So I feel like nobody would want to do that again.
All right.
So Representative Rashida Tlaib is not too happy with Joe Biden.
And as Greg Price said, an ex-post, On the inclusion of the from the river to the sea part.
Really?
Is Tlaib actually saying from the river to the sea?
Has she said that out loud?
Actually out loud?
Okay.
I'm seeing lots of confirmation.
It's one of those things where I was pretty sure that she had said it, but my brain couldn't hold it in my brain.
Like, how is that even possible?
How could she still be sitting in Congress and having said that out loud in public?
And she still has her job.
Like, my brain can't hold that.
What's going on?
Explain that to me.
There's nothing that can explain that.
That is a mystery.
So she says, basically it's pick your genocide.
So she thinks Biden's involved in a genocide.
Obviously, the pro-Israel people think that Hamas was involved in a genocide.
But whatever side you're not on seems to be doing all the genociding.
So I read an article on how Hamas won over all the idiots in America.
When I say idiots, the people on the far left who back them.
Apparently, there's information to confirm that the Hamas planners behind closed doors, there's some recordings of them I guess, in which they literally said they were going to try to tie their movement to the idiots in the United States movements to make it seem like they were just part of the anti-white movement.
That was pretty smart.
Because to the extent that the left thinks that Jewish people are not white, or not to the extent that they think that Jewish people are white, that allows Hamas and the Palestinians to be on the people of color side and the anti-colonist side.
So Hamas convinced the American left that they were just part of the larger problem of colonizers Abusing the locals, and especially those white colonizers, the worst kind.
So that was the trick.
That was the trick.
And it worked.
So Hamas is quite good in the persuasion game, it's obvious.
The Hezbollah leader spoke, I guess by video, because it's too dangerous to go in public if you're the Hezbollah leader, in Lebanon.
And some people were surprised that he was not more overtly warlike.
It didn't sound like he was encouraging Hezbollah to wade into the fight in a big way.
So I suppose that's good news, but he could also be lying.

--- EXERCISE TASK 1 ---
Could you rewrite the entries as a numbered list, leaving out blank lines, covering only the span from the line containing "Would you please tag the dark" through the end of the entries, inclusive?
The commentary above has no connection to the entries that come after it.

[Entries for locating objects in images]
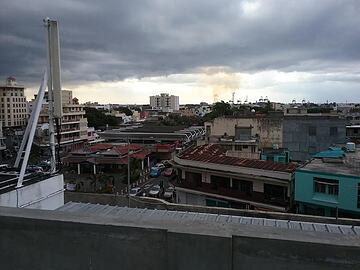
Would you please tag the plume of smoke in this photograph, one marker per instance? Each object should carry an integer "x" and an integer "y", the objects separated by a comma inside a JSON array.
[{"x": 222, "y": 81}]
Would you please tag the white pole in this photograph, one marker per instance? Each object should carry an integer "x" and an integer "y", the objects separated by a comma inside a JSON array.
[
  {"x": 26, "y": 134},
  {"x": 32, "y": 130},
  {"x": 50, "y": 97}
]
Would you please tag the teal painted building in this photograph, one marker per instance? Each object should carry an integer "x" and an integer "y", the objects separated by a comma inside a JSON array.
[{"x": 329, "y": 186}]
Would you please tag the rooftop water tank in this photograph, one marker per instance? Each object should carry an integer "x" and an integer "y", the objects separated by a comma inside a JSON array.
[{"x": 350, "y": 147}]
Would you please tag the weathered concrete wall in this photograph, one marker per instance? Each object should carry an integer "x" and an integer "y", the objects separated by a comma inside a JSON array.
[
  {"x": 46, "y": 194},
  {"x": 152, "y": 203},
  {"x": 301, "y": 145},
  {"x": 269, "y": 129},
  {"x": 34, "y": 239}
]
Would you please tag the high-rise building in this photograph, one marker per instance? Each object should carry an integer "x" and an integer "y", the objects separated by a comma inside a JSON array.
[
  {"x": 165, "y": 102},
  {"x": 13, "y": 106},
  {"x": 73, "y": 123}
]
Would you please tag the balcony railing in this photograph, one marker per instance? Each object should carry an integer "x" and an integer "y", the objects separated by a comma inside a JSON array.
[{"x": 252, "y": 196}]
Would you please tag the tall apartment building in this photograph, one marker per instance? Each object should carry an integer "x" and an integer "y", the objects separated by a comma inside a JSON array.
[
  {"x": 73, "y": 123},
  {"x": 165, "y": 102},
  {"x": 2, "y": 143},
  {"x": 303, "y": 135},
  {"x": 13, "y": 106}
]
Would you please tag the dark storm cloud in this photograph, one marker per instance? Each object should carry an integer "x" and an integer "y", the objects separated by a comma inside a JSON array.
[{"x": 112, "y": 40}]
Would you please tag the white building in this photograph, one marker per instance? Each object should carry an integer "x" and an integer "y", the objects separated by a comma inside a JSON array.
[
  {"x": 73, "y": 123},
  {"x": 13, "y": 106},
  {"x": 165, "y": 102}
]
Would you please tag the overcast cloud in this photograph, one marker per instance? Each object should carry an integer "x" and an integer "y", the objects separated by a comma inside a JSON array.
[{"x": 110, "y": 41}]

--- EXERCISE TASK 2 ---
Can you extend the commentary on Rashida Tlaib, Hamas, and the Hezbollah leader, picking up after its final sentence?

--- WRITTEN RESPONSE 1 ---
1. Would you please tag the dark storm cloud in this photograph, one marker per instance? Each object should carry an integer "x" and an integer "y", the objects separated by a comma inside a JSON array.
2. [{"x": 112, "y": 40}]
3. Would you please tag the white building in this photograph, one marker per instance? Each object should carry an integer "x" and an integer "y", the objects separated by a comma inside a JSON array.
4. [
5.   {"x": 73, "y": 123},
6.   {"x": 13, "y": 106},
7.   {"x": 165, "y": 102}
8. ]
9. Would you please tag the overcast cloud in this photograph, one marker per instance? Each object should carry an integer "x" and an integer "y", the objects separated by a comma inside a JSON array.
10. [{"x": 110, "y": 41}]

--- WRITTEN RESPONSE 2 ---
He could also be telling you he's not while he's actually planning to do exactly the opposite.
Could be.
Speaking of which, Hezbollah attacked Israel.
Surprise.
And the IDF has already hit back.
So I saw this on a Kyle Becker post that the IDF warplanes were attacking Hezbollah targets now because Hezbollah carried out some kind of an attack.
But that's also sort of baseline over there.
You know, here's an attack, here's a response.
I think that's sort of business as usual.
It doesn't necessarily say that Hezbollah is wading in in a big way yet.
All right.
Somehow I didn't even notice this.
So I guess the House passed the funding bill for Israel, but Biden's going to veto it.
Do I have that right?
So the House did pass a standalone Israel funding bill.
And Biden's going to veto it because it doesn't give him money for Ukraine, right?
Do I have that right?
I think I have that right, right?
To which I would like to take this moment to give Matt Gaetz a little bit of an ovation.
Matt Gaetz?
Good job.
This is what I wanted.
I wanted our government to have to chew on a bill And like it or not, and if they can't get enough people to like it, it's dead.
Good.
Good.
Absolutely what I want.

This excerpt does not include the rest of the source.